* [INPUT MATERIAL]:
────────
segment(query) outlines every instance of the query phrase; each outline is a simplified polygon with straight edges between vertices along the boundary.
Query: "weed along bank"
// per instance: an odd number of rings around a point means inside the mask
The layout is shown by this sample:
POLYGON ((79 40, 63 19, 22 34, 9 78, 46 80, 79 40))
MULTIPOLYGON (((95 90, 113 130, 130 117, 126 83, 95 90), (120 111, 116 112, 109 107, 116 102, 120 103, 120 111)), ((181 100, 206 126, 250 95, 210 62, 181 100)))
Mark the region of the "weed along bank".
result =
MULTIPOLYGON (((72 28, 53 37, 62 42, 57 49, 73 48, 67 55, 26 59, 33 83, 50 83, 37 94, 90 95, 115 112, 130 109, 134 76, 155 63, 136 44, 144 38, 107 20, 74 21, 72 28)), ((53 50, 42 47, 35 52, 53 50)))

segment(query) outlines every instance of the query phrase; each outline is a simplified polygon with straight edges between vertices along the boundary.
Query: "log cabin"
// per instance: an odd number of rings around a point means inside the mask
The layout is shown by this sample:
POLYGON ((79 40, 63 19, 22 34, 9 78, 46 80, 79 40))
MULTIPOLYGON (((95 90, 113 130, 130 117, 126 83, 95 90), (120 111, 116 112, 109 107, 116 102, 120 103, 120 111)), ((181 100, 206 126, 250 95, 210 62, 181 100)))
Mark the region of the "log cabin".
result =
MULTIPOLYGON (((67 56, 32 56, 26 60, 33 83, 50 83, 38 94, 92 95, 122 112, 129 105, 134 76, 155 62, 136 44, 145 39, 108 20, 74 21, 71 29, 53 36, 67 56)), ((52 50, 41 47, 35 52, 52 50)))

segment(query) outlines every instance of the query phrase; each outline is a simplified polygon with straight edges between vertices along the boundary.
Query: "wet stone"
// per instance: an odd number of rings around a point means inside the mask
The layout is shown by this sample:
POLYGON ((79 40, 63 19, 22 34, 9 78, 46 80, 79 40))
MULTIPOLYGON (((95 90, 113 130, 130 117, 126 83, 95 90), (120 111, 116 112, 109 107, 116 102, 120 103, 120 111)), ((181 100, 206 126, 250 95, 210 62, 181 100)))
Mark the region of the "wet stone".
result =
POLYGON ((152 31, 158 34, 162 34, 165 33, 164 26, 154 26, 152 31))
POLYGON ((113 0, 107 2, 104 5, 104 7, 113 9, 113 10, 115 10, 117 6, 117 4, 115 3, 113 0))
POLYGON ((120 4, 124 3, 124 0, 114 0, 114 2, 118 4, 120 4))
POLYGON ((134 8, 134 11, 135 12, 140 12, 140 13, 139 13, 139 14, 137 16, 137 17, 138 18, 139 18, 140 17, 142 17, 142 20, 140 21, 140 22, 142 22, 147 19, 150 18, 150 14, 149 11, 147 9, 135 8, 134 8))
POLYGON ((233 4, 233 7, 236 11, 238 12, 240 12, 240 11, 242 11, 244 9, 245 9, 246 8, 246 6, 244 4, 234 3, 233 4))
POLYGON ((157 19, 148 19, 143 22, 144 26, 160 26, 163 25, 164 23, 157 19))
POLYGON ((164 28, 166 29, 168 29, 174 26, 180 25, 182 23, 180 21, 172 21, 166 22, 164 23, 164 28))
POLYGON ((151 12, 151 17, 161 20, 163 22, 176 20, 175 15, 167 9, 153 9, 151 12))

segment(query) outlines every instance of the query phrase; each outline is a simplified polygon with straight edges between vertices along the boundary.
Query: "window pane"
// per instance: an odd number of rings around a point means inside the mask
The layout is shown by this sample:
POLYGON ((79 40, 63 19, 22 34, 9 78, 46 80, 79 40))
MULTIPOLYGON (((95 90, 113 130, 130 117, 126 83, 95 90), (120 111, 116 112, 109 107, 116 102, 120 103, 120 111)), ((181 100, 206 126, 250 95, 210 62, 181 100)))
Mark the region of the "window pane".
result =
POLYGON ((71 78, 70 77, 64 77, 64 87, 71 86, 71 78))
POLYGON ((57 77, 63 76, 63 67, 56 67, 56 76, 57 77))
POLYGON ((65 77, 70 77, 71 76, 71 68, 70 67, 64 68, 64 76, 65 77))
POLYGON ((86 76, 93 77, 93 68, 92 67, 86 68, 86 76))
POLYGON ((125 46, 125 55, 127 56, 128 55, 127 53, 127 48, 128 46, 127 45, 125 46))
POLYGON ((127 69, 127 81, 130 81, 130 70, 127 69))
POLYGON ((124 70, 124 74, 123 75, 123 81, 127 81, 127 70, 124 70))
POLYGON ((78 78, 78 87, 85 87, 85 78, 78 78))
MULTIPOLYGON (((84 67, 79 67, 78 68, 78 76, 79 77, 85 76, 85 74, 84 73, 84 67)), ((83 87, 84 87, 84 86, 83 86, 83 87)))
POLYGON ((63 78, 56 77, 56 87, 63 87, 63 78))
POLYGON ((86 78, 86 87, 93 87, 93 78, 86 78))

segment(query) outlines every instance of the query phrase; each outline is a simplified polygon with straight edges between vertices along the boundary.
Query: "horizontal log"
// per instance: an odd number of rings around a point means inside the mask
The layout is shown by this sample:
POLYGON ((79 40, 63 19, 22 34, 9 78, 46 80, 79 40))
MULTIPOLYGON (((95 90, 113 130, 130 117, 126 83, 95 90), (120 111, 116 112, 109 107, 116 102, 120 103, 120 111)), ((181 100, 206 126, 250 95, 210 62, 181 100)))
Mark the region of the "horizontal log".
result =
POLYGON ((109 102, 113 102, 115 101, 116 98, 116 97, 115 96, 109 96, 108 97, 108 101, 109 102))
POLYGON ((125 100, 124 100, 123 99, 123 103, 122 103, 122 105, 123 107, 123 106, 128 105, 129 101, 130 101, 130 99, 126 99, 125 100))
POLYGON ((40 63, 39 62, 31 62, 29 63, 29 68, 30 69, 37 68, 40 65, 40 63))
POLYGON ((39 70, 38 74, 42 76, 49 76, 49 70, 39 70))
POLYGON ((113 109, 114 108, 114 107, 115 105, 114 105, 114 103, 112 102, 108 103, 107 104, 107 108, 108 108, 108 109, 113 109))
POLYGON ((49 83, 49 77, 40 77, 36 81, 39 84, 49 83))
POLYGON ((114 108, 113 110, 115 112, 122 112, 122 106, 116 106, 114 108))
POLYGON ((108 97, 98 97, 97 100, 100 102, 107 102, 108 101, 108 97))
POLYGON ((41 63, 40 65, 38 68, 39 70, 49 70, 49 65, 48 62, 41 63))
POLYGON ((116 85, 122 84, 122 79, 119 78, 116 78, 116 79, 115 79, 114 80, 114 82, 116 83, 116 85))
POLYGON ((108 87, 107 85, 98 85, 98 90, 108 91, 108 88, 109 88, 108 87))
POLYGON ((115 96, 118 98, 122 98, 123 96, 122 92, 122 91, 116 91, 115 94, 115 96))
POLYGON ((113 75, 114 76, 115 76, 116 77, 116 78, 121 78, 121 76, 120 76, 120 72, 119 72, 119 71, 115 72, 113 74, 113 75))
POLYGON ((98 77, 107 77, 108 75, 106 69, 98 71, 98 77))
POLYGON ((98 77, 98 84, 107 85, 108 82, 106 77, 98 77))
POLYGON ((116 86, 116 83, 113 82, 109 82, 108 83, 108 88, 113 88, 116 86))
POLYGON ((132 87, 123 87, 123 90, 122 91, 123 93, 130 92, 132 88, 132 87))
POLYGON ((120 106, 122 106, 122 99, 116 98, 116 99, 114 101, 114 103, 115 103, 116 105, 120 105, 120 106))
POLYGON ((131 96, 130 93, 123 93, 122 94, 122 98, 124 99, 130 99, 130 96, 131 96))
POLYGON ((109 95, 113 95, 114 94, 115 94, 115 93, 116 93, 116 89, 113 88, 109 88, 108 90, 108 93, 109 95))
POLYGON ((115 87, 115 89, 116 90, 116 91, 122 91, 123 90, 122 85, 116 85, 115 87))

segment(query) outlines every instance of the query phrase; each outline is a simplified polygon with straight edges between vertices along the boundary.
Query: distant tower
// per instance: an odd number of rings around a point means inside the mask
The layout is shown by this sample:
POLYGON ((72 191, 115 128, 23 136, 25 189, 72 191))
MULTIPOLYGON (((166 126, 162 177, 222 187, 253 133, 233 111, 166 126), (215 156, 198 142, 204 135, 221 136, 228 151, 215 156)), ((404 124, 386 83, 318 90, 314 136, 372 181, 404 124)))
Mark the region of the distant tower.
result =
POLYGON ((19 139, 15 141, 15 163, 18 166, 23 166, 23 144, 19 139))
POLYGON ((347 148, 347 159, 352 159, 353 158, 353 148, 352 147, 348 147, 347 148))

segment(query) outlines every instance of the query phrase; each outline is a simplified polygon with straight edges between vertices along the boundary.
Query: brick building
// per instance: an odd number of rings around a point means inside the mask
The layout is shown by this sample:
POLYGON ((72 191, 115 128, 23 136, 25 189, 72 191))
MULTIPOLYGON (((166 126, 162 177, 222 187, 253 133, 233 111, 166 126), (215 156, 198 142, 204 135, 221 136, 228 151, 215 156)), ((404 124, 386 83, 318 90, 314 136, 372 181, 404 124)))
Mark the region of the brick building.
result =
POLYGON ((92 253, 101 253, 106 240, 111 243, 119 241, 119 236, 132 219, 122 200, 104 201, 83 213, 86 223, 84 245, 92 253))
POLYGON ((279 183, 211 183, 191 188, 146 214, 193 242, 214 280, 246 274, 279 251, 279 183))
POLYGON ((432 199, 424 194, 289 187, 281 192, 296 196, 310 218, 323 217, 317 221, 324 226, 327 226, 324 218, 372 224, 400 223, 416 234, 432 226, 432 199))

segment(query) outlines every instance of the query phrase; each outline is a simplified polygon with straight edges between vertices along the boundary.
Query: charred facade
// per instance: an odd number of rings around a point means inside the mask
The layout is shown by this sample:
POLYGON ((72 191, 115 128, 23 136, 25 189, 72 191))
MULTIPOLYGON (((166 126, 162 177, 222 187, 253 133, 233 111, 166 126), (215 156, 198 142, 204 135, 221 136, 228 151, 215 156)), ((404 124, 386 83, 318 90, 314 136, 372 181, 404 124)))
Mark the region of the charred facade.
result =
────────
* [TASK OBJECTIVE]: From the records above, copy each line containing the string "window", with letter case taken into account.

* [ANSWER FOR THE TASK]:
Query: "window pane"
Mark the region of the "window pane".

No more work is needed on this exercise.